- _Task to complete_:
Write the next part of the article on the Competition Commission of India's first settlement order, picking up after its final paragraph. Continue only the article, not the items that follow it.

A Procedural Leap, A Substantive Stumble: Interrogating India’s First Competition Settlement

The Competition Commission of India’s acceptance of Google’s settlement in the Android TV case marks a historic first under Section 48A of the Competition Act, 2002. While heralded as a procedural milestone in India’s competition enforcement, the order raises critical concerns about substantive efficacy. The settlement, offering limited remedies and retaining restrictive contracts, risks legitimizing dominance rather than dismantling it. By contrasting global practices in the US and EU, this analysis argues that India’s nascent settlement regime must prioritize structural correction over cosmetic compliance. The case ultimately tests the CCI’s ability to balance regulatory pragmatism with genuine market reform.

ARTICLESCOMPETITION LAW2025

Chahat Aggarwal and Tanush Rao, 2nd year B.A.LL.B. (Hons.) students at the West Bengal National University of Juridical Sciences

11/9/20258 min read

Introduction

On 21 April 2025, the Indian competition law landscape witnessed a watershed moment. The Competition Commission of India (CCI) accepted Google’s settlement proposal in the Kshitiz Arya and Another v. Google LLC and Others (Case No. 19 of 2020) (the order),[1] marking the country’s first-ever settlement order under the newly minted Section 48(A)(3) of the Competition Act, 2002 (the Act).[2] This Section specifically empowers the CCI to accept settlement proposals at any stage of the inquiry, subject to certain conditions.

The order arose from allegations that Google’s licensing terms for smart TVs limited competition in the Android ecosystem, making it an apt candidate to test the practical contours of this new provision. It is more than a resolution to a dispute with a Big Tech firm; it is the first test of India’s ability to balance prompt enforcement with substantive justice and negotiated compliance with real market correction.

The order closes a file but opens a critical debate: is this a pragmatic victory for an efficient competition regime, or a soft compromise that allows a dominant player to retain its market power? This blog evaluates the order, situates it within global and domestic contexts, and interrogates its profound implications for India’s competition jurisprudence.

- _Listed records_:
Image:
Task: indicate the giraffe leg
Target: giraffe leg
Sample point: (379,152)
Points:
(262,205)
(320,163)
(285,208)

- _Written response_:
Why Settlements Exist in Competition Law

The need for settlement mechanisms exists due to institutional problems plaguing the CCI. Despite relying on a conciliatory and voluntary enforcement structure, settlement mechanisms are not a regulatory weakness.[3] Since Antitrust investigations are protracted, resource-intensive, and uncertain, settlements offer a method to resolve disputes efficiently and promote compliance without incurring the costs of litigation. These mechanisms aim to secure commitments that remedy anti-competitive behaviour through feasible and structured solutions.

This philosophy is also well-established globally:

  • The United States (US) has used ‘consent decrees’ under the Sherman Antitrust Act for over a century to curb monopolistic practices.[4] The landmark case of United States v. Microsoft Corporation,[5] for instance, used a consent decree to reshape the browser market, demonstrating that a well-crafted settlement can effectively dismantle anti-competitive structures. The US’s settlement mechanism oversees cartels, which requires the offender to admit guilt of the offence.[6]

  • The European Union (EU) has long used settlements to discipline cartels and, more recently, to recalibrate Big Tech conduct. The EU model includes offering a settlement mechanism to cartels and abuse of dominance.[7] Under the forward-looking Digital Markets Act,[8] the EU imposes ex-ante obligations on designated ‘gatekeepers’, using settlement-like negotiations to promote fair competition in digital markets before market harm becomes irreversible.[9] However, the EU’s experience also offers a cautionary tale. In Google v. Commission (Google Shopping),[10] for instance, behavioural remedies were widely criticised as ‘remedy-lite’ — failing to restore competition effectively.

In comparison, India’s newly introduced settlement and commitment framework represents a significant structural evolution. Unlike the mature regimes of the US and EU, India’s model emerges within a rapidly expanding digital economy where regulatory capacity and market power asymmetries are still evolving. Drawing such parallels is crucial to evaluating whether India’s system can strike a balance between deterrence and innovation in its early stages.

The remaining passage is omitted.